Stadium 2-3: Stadium 2 ohne neurologische Symptome: Das frühe disseminierte Stadium der Lyme-Borreliose
(EM mit multiplen Läsionen, Lymphadenitis benigna cutis Bäfverstedt) ohne
neurologische Symptome (Meningitis, Bannwarth-Syndrom etc.; falls Zweifel
bestehen, Liquorpunktion erforderlich) kann effektiv mit zweimal 100 mg
Doxycyclin/d für 10 Tage behandelt werden (6). Diese orale, nebenwirkungsarme,
preisgünstige Therapie ist in diesem Stadium der Lyme-Borreliose einer gleich
langen i.v. Therapie mit Ceftriaxon gleichwertig, wie in einer prospektiven
randomisierten Multicenterstudie gezeigt werden konnte (7).

[Erforderliche Schritte]
1) Können Sie den Abschnitt zur Lyme-Borreliose wortgetreu wiedergeben, beginnend mit „Stadium 2-3: Stadium“ und weiter bis einschließlich „werden konnte (7).“?
2) Führen Sie den Abschnitt zur Lyme-Borreliose im Anschluss an seinen letzten Satz weiter.
Die Auflistung wird hierfür nicht gebraucht.

[Datensätze]
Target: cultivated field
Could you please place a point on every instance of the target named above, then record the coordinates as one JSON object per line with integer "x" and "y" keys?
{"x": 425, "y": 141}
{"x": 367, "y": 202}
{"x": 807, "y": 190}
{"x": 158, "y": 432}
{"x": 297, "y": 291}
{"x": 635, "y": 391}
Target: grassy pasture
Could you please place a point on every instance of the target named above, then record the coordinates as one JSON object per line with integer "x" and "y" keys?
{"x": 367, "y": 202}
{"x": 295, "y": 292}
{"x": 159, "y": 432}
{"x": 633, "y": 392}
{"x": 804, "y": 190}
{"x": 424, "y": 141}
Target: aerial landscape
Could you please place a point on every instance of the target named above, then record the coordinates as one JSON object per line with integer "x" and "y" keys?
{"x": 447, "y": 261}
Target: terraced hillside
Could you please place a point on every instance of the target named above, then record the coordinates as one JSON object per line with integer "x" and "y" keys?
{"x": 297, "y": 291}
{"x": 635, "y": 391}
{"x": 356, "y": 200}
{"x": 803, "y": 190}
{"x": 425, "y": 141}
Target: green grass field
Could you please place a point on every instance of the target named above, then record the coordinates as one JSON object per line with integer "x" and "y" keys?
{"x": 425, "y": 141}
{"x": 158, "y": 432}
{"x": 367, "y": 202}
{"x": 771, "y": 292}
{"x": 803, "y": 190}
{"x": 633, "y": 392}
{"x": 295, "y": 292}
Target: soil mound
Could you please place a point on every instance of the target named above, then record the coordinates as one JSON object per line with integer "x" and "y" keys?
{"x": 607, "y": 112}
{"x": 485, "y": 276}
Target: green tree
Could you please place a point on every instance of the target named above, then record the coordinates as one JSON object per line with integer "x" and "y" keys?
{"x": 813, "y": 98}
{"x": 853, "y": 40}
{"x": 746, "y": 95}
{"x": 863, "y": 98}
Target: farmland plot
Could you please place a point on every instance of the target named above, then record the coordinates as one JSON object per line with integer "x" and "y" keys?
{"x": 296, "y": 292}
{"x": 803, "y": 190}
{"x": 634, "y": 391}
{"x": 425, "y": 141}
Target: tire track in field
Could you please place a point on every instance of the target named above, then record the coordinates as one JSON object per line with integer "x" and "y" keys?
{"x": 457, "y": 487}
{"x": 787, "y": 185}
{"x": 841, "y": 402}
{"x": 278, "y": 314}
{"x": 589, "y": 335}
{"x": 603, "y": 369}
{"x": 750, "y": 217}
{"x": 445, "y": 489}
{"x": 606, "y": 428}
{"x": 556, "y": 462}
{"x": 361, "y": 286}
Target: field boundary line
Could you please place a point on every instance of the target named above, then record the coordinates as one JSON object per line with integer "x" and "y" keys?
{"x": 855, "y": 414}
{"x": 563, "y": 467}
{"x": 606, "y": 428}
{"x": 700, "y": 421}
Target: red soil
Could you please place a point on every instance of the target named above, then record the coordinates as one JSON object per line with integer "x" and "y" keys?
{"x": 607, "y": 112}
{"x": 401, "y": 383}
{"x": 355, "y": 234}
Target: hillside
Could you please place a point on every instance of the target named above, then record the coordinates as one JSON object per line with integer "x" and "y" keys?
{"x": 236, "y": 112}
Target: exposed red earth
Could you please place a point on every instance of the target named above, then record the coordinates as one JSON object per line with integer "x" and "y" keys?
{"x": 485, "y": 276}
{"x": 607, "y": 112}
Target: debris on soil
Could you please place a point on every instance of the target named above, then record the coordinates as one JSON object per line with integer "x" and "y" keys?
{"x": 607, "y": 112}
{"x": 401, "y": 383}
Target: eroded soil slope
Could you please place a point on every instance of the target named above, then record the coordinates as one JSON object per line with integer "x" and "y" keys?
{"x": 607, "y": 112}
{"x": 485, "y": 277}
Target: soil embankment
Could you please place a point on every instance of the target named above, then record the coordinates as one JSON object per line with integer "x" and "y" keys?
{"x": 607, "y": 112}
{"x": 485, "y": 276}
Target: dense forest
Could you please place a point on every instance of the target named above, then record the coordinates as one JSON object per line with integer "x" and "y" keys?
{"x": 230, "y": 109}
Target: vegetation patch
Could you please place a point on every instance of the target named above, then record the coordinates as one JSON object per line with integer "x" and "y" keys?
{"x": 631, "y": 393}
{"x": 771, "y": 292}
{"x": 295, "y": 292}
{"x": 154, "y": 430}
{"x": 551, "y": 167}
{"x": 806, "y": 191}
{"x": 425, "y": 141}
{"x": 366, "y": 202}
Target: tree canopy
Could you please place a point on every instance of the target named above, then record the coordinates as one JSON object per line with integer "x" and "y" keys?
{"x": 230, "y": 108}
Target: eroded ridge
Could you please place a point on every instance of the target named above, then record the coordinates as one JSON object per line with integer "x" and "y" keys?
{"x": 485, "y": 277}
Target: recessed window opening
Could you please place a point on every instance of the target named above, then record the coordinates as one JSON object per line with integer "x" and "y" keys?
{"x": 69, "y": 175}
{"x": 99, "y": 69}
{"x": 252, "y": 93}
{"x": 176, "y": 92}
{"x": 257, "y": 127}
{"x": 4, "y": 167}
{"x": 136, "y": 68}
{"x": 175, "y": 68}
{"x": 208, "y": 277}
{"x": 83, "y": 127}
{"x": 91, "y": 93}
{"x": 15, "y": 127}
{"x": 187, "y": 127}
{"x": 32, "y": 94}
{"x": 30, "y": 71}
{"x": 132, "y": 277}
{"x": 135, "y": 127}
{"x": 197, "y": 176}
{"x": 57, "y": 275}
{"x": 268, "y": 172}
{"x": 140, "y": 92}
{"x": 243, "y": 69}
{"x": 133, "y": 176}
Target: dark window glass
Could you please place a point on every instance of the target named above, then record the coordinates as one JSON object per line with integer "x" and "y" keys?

[Schriftliche Antworten]
1)
Stadium 2-3: Stadium 2 ohne neurologische Symptome: Das frühe disseminierte Stadium der Lyme-Borreliose
(EM mit multiplen Läsionen, Lymphadenitis benigna cutis Bäfverstedt) ohne
neurologische Symptome (Meningitis, Bannwarth-Syndrom etc.; falls Zweifel
bestehen, Liquorpunktion erforderlich) kann effektiv mit zweimal 100 mg
Doxycyclin/d für 10 Tage behandelt werden (6). Diese orale, nebenwirkungsarme,
preisgünstige Therapie ist in diesem Stadium der Lyme-Borreliose einer gleich
langen i.v. Therapie mit Ceftriaxon gleichwertig, wie in einer prospektiven
randomisierten Multicenterstudie gezeigt werden konnte (7).

2)
Lyme-Karditis (Stadium 2): Patienten mit einem durch die Infektion mit Borrelien
bedingten höhergradigen AV-Block sollten 2-4 Wochen lang i.v. mit Ceftriaxon
behandelt werden. Hierzu gibt es wegen der Seltenheit dieser Manifestation
keine Therapiestudien, sondern nur Expertenmeinungen. Möglicherweise ist orales
Doxycyclin genauso gut wirksam.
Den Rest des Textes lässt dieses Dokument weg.